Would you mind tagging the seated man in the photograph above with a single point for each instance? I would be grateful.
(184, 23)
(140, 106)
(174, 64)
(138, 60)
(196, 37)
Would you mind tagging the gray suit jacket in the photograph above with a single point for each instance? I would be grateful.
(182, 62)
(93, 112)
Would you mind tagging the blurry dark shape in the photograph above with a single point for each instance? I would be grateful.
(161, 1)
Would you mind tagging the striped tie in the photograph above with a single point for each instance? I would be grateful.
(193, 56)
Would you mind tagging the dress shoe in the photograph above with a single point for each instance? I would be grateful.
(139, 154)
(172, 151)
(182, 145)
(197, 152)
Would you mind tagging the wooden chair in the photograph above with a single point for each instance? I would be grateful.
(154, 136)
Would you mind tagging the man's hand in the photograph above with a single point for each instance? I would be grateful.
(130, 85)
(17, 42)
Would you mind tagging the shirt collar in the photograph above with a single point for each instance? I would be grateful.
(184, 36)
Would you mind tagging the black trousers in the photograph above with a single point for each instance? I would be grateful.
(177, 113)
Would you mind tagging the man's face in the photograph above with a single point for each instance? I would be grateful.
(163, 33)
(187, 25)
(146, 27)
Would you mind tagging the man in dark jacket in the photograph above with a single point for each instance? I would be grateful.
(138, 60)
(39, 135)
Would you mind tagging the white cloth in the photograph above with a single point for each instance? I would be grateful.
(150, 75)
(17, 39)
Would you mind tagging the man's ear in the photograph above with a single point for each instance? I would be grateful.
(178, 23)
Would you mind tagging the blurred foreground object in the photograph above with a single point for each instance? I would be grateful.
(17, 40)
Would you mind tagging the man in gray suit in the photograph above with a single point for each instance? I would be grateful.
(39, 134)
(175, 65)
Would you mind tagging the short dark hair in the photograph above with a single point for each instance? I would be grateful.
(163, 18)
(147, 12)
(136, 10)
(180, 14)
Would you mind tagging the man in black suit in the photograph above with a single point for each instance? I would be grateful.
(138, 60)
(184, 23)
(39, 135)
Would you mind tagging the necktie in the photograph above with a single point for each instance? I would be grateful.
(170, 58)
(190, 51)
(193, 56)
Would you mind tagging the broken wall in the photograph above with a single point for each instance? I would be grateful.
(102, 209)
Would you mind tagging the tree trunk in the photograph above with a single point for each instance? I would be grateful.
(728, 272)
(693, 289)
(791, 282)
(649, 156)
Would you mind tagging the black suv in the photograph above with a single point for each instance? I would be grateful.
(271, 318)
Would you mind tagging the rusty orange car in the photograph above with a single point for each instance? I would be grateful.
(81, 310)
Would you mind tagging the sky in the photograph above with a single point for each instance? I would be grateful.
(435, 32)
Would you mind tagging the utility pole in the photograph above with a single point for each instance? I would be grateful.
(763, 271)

* * * * *

YOUR GOAL ▸
Please print every item above word for word, in the same order.

EXERCISE ANSWER ▸
Would you mind tagging the seated man in the photograph above with a single point for each instance? I would be grateful.
(184, 23)
(140, 106)
(174, 64)
(138, 60)
(196, 37)
Would you mind tagging the gray suit jacket in the photograph above with a single point for each instance? I would be grateful.
(182, 62)
(93, 112)
Would you mind tagging the blurry dark shape in the photograph above with a single point for each instance? I would be grateful.
(161, 1)
Would you mind tagging the striped tie in the photograph above with a single point for each instance? I would be grateful.
(193, 56)
Would you mind tagging the dress shoe in the photograph above with a single point for each instance? I would be grateful.
(139, 154)
(172, 151)
(182, 145)
(197, 152)
Would you mind tagging the wooden chair in the photograph above with a single point for each instance? I would be grateful.
(154, 136)
Would you mind tagging the man's hand in the photograph above with a single point for each instance? I would be grateful.
(130, 85)
(17, 42)
Would you mind tagging the shirt collar in the photograph above with a single point for each instance? I would be grateful.
(184, 36)
Would you mind tagging the black trousers in the photograph above with a single point for each instance? I would be grateful.
(177, 113)
Would you mind tagging the man's face in the photograph above with a single point for each instance? I would be grateful.
(163, 33)
(187, 25)
(146, 27)
Would you mind tagging the man in dark jacket in the photograph above with a single point for each instance? I would be grateful.
(138, 60)
(39, 135)
Would you mind tagging the white cloth in the photograph above with a single point for each instance? I would be grateful.
(150, 75)
(17, 39)
Would you mind tagging the man's ear in the photograph above with a single point for each instance? I would be grateful.
(178, 23)
Would you mind tagging the blurred foreground object in the photograph above with a single point for each instance? I would be grateful.
(17, 40)
Would you mind tagging the man in gray suit in the photograph above with a single point for each instance? I would be grateful.
(39, 134)
(175, 65)
Would you mind tagging the short dark hair in the photograph above with a single point for each instance? I would be grateful.
(163, 18)
(147, 12)
(136, 10)
(180, 14)
Would you mind tagging the man in black suit in the photograph above with a single point for each instance? I would be grateful.
(138, 60)
(184, 23)
(39, 135)
Would you mind tagging the necktie in the photograph above with a single point for each instance? I would be grateful.
(170, 58)
(190, 51)
(193, 56)
Would you mind tagging the broken wall in the photograph above with a single point for each instance? I would be grateful.
(102, 209)
Would you mind tagging the tree trunk in the photograph above with a single point for each instance? I would be grateful.
(728, 272)
(693, 289)
(791, 282)
(649, 156)
Would you mind tagging the black suv in the photograph above with a single point for each instance? I would be grateful.
(271, 318)
Would you mind tagging the rusty orange car in the photograph above with a single point for each instance? I would be grateful.
(81, 310)
Would you mind tagging the sky in the photograph above with a single point for each instance? I would be grateful.
(435, 32)
Would you mind tagging the utility pole in the photograph above with a single point for each instance? I would be grateful.
(763, 271)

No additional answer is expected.